QUOTED PASSAGE:

BEGIN

In the course of her recently published book, Chair, Professor Massey introduces us to, among others the Sussex chair, the Windsor chair and the Barcelona chair. She explains the origins of the Egg chair, the Sushi chair, the Rag chair and the Rib chair. And the picture-rich book also covers the Thinking Man’s chair, the Antelope chair, the Springbok chair and the Tulip chair – to mention just a few.

 “It’s a fascinating subject because a chair is a designer’s signature,” Professor Massey said. “It’s a very human thing to design, because it traces the shape of the human body. Our bodies have an intimate relationship with the chairs we sit on.

“It seemed surprising that no one had written a biography of the chair before. There have been accounts written from antique collectors’ viewpoints and books that look at the place of designer chairs in modern art, but nothing that looks at the whole range of chairs, from the humblest seat in an NHS waiting room to the thrones of kings and princes.”

In 2006, Mark Kuransky’s ‘Salt – A World History’ showed how his subject has moulded civilisation. Similar claims can be made for the chair. In ancient Egypt it was a means of elevating pharaohs and other powerful figures above their subjects who would squat on the ground. Six chairs have been found in the tomb of Tutankhamen, including a golden throne. Chairs continued to denote status for thousands of years – at the court of Louis XIV, only the king and his immediate family were permitted to sit. By contrast, in London coffee houses of the same era the seating was deliberately organised to allow people of different social status to sit together as equals.

Kingston University itself has contributed to the history of the chair. The book looks at alumnus Jasper Morrison’s Air chair, which incorporated computer-aided design and car-making technology, and the niche chair, designed by the University’s sustainable design expert Jakki Dehn.

Not that designing a chair is an easy thing to do. “A chair is a very difficult object,” Mies van der Rohe, designer of the Barcelona chair, told Time magazine. “A skyscraper is almost easier.”

In the 18th and 19th Centuries, the development of factories, schools, hospitals, trains, cars and ocean liners all necessitated the development of new types of chair. The Buckinghamshire town of High Wycombe became a centre for chair-making, turning out nearly 5,000 a day. In 1880 the town greeted the Prince of Wales with a giant archway of chairs. Ten years later, the United States introduced the electric chair – a chair designed to execute its occupant.

In the 20th Century, modernists sought to give design the same importance as fine art, Professor Massey said. “The chair started to assume the significance of sculpture – it was the perfect object to place on a plinth in a museum,” she explained, adding that nearly a quarter of the New York Museum of Modern Art’s online architecture and design collection is made up of chairs.

Chairs continue to reflect class snobberies today. In American sitcom Frasier, the status-obsessed psychiatrist buys a plush Eames lounge chair – likely to have cost him around $5,000 – but becomes frustrated by his working class father’s preference for a well-worn and ripped old lounger. In the British comedy The Royle Family, patriarch Jim Royle asserts his importance in the family through his permanent residence in the chair with the best view of the television. “The way chairs confer or take away power from the sitter really began to intrigue me as I was writing the book,” Professor Massey said. She also looks at the chair’s role in Harold Pinter’s play The Homecoming, Jonathan Frantzen’s novel The Corrections, the films Psycho and The Rocking Chair Rebellion and television programmes Mastermind and Big Brother.

END

DATASET EXTRACT:
BEGIN

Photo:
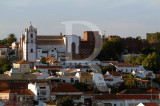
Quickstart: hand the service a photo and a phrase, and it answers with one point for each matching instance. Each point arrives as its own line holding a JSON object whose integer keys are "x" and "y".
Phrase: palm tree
{"x": 131, "y": 83}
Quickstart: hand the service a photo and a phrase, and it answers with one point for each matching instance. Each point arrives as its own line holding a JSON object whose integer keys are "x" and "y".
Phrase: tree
{"x": 138, "y": 37}
{"x": 66, "y": 101}
{"x": 131, "y": 83}
{"x": 108, "y": 68}
{"x": 129, "y": 37}
{"x": 43, "y": 60}
{"x": 131, "y": 59}
{"x": 3, "y": 61}
{"x": 81, "y": 86}
{"x": 111, "y": 49}
{"x": 4, "y": 65}
{"x": 152, "y": 62}
{"x": 140, "y": 59}
{"x": 11, "y": 38}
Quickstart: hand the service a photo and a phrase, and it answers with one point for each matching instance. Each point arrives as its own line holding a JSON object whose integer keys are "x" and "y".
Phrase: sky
{"x": 114, "y": 17}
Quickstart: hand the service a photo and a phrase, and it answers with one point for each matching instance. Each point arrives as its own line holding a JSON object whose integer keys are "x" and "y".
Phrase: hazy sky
{"x": 116, "y": 17}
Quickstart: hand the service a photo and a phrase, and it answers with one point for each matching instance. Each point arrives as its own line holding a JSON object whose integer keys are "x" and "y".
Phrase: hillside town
{"x": 50, "y": 70}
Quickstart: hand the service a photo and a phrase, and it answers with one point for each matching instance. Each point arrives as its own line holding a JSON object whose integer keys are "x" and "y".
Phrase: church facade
{"x": 34, "y": 46}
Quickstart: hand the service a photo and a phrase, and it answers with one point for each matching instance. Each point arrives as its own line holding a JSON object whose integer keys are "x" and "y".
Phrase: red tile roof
{"x": 19, "y": 91}
{"x": 48, "y": 67}
{"x": 55, "y": 61}
{"x": 49, "y": 58}
{"x": 104, "y": 76}
{"x": 70, "y": 70}
{"x": 143, "y": 81}
{"x": 108, "y": 79}
{"x": 150, "y": 104}
{"x": 153, "y": 91}
{"x": 23, "y": 62}
{"x": 65, "y": 88}
{"x": 149, "y": 75}
{"x": 114, "y": 73}
{"x": 137, "y": 97}
{"x": 122, "y": 64}
{"x": 3, "y": 46}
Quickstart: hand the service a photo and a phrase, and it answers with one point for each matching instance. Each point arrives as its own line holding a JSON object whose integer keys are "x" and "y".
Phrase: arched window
{"x": 31, "y": 35}
{"x": 73, "y": 48}
{"x": 31, "y": 50}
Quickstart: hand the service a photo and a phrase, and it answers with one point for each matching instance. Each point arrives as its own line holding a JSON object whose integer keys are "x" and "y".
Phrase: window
{"x": 31, "y": 50}
{"x": 31, "y": 35}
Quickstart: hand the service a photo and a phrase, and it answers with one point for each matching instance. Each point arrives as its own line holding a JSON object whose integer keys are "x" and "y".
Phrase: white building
{"x": 41, "y": 91}
{"x": 112, "y": 78}
{"x": 99, "y": 82}
{"x": 35, "y": 46}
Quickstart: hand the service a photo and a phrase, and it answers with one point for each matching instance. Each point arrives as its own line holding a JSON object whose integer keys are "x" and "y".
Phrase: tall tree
{"x": 152, "y": 62}
{"x": 111, "y": 49}
{"x": 131, "y": 83}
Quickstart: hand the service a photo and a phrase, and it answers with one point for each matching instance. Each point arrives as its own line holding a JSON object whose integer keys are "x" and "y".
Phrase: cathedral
{"x": 34, "y": 46}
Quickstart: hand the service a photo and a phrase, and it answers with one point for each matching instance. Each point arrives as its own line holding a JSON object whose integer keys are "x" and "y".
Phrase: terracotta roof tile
{"x": 48, "y": 67}
{"x": 108, "y": 79}
{"x": 150, "y": 104}
{"x": 23, "y": 62}
{"x": 3, "y": 46}
{"x": 70, "y": 70}
{"x": 153, "y": 91}
{"x": 49, "y": 58}
{"x": 114, "y": 73}
{"x": 19, "y": 91}
{"x": 65, "y": 88}
{"x": 137, "y": 97}
{"x": 55, "y": 61}
{"x": 105, "y": 76}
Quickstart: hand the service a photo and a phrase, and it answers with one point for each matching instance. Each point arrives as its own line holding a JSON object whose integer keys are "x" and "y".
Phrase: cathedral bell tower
{"x": 30, "y": 46}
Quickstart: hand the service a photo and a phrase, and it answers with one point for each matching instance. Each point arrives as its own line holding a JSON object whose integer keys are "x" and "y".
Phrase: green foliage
{"x": 111, "y": 49}
{"x": 66, "y": 101}
{"x": 81, "y": 86}
{"x": 140, "y": 59}
{"x": 43, "y": 60}
{"x": 147, "y": 78}
{"x": 108, "y": 68}
{"x": 138, "y": 37}
{"x": 129, "y": 37}
{"x": 131, "y": 76}
{"x": 32, "y": 71}
{"x": 53, "y": 102}
{"x": 131, "y": 83}
{"x": 4, "y": 65}
{"x": 155, "y": 38}
{"x": 131, "y": 59}
{"x": 157, "y": 80}
{"x": 35, "y": 102}
{"x": 152, "y": 62}
{"x": 9, "y": 40}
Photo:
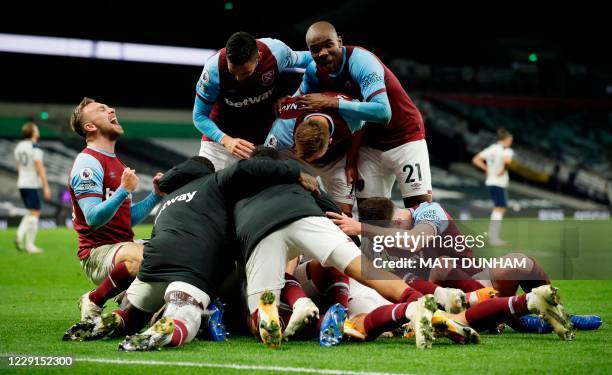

END

In the article on Professor Massey's book Chair, answer these:
(a) How many chairs were found in the tomb of Tutankhamen?
(b) With what did High Wycombe greet the Prince of Wales in 1880?
(c) Roughly what share of the New York Museum of Modern Art's online architecture and design collection is made up of chairs?

(a) Six.
(b) A giant archway of chairs.
(c) Nearly a quarter.